• _Problem requirements_
Continue the news report on Japan's commitment to hosting the Tokyo Olympics amid the coronavirus outbreak, picking up right after its final sentence.

====== Text provided

FILE PHOTO: Women wearing protective face masks, following an outbreak of the coronavirus, walk past countdown clocks for the opening ceremony of the Tokyo 2020 Olympic and The Tokyo Paralympic 2020 at a building in Tokyo, Japan, March 4, 2020. REUTERS/Athit Perawongmetha/File Photo

TOKYO (Reuters) – Japan’s Olympics minister said the country is committed to hosting the summer games as planned from July even as the coronavirus outbreak spread to new parts of the country.

“Cancellation or delay of the Games would be unacceptable for the athletes,” Seiko Hashimoto said in parliament on Thursday. “An environment where athletes can feel at ease and focus should be firmly prepared.”

Japan’s western prefecture of Shiga reported its first coronavirus infection on Thursday, a day after the announcement of a first case in the southern prefecture of Miyazaki.

Confirmed coronavirus infections have risen above 1,000 nationwide, with 36 new cases reported Wednesday – the biggest one-day increase to date – in locations ranging from Kumamoto prefecture in the southwest, to Hokkaido in the north. Twelve people have died from the disease, according to the health ministry.

============
====== Information

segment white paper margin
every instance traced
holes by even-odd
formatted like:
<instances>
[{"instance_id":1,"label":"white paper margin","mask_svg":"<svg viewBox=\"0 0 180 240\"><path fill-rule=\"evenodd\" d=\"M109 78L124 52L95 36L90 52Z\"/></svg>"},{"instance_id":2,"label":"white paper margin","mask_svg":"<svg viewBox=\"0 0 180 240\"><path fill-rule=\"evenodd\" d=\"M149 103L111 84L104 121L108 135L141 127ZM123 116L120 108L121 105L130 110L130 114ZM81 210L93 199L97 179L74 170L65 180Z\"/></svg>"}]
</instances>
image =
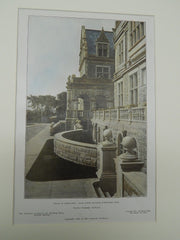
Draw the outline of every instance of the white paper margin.
<instances>
[{"instance_id":1,"label":"white paper margin","mask_svg":"<svg viewBox=\"0 0 180 240\"><path fill-rule=\"evenodd\" d=\"M75 17L92 19L114 19L146 22L146 64L147 64L147 197L138 198L91 198L91 199L24 199L24 158L26 128L26 75L27 75L27 35L29 16ZM18 53L17 53L17 96L16 96L16 135L15 135L15 184L14 184L14 223L57 223L88 221L154 221L155 220L155 56L154 56L154 17L122 15L110 13L89 13L71 11L50 11L19 9ZM95 210L74 210L76 205L91 202ZM54 205L54 203L56 203ZM66 203L66 204L63 204ZM143 210L146 214L130 214ZM65 212L47 217L46 212ZM28 213L44 212L44 216ZM131 212L131 213L132 213ZM27 213L27 214L24 214Z\"/></svg>"}]
</instances>

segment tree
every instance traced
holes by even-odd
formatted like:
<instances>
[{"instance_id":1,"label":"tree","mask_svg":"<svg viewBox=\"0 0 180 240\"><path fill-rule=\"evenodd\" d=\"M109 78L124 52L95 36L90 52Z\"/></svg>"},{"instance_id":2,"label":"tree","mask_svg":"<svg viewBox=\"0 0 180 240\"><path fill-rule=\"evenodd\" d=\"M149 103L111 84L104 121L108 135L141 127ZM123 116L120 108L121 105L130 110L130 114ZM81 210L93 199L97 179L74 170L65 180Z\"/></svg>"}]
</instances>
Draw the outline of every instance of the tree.
<instances>
[{"instance_id":1,"label":"tree","mask_svg":"<svg viewBox=\"0 0 180 240\"><path fill-rule=\"evenodd\" d=\"M40 95L40 96L33 96L30 95L27 97L28 107L32 109L33 115L36 116L35 119L37 122L47 122L49 121L49 117L55 113L56 107L56 98L51 95ZM27 114L27 120L28 119ZM32 114L31 114L32 115ZM39 115L40 120L39 120Z\"/></svg>"},{"instance_id":2,"label":"tree","mask_svg":"<svg viewBox=\"0 0 180 240\"><path fill-rule=\"evenodd\" d=\"M58 119L65 119L67 105L67 93L61 92L57 95L56 100L56 113Z\"/></svg>"}]
</instances>

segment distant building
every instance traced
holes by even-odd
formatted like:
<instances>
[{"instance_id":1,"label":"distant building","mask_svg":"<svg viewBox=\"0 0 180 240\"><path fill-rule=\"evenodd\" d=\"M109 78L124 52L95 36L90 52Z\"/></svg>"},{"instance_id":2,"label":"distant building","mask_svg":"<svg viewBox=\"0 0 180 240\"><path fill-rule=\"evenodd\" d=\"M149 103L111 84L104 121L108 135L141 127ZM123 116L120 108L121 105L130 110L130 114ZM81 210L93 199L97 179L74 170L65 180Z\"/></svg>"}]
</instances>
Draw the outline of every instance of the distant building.
<instances>
[{"instance_id":1,"label":"distant building","mask_svg":"<svg viewBox=\"0 0 180 240\"><path fill-rule=\"evenodd\" d=\"M73 129L77 119L84 128L91 125L92 111L114 105L113 32L81 29L79 72L67 82L66 130Z\"/></svg>"}]
</instances>

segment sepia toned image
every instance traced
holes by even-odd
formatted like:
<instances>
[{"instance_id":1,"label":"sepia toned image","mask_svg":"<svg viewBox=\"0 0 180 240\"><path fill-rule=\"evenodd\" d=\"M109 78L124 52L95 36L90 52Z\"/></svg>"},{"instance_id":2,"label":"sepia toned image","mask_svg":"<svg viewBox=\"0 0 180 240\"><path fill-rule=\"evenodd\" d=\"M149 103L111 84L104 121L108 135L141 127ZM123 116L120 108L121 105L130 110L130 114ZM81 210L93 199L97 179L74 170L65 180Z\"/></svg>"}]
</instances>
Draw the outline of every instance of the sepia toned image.
<instances>
[{"instance_id":1,"label":"sepia toned image","mask_svg":"<svg viewBox=\"0 0 180 240\"><path fill-rule=\"evenodd\" d=\"M24 197L146 197L146 23L30 16L27 39Z\"/></svg>"}]
</instances>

============

• _Expected answer_
The rapid spread of the outbreak has raised questions about whether Tokyo can host the Olympics as scheduled from July 24.

Hashimoto told the upper house on Thursday that organizers and the International Olympic Committee (IOC) would continue to work together closely. She reiterated the final decision on holding the games as planned rests with the IOC.

Japan’s Olympics minister caused controversy earlier this week by saying the contract for the games “could be interpreted as allowing a postponement” within the year 2020.

On Wednesday, IOC President Thomas Bach said the words ‘cancellation’ or ‘postponement’ were not mentioned during two-day meeting focused on preparations for the Games.

Asked what made him so confident the Games would go ahead, Bach said the IOC and 2020 Games organizers were receiving expert information, including from the World Health Organization.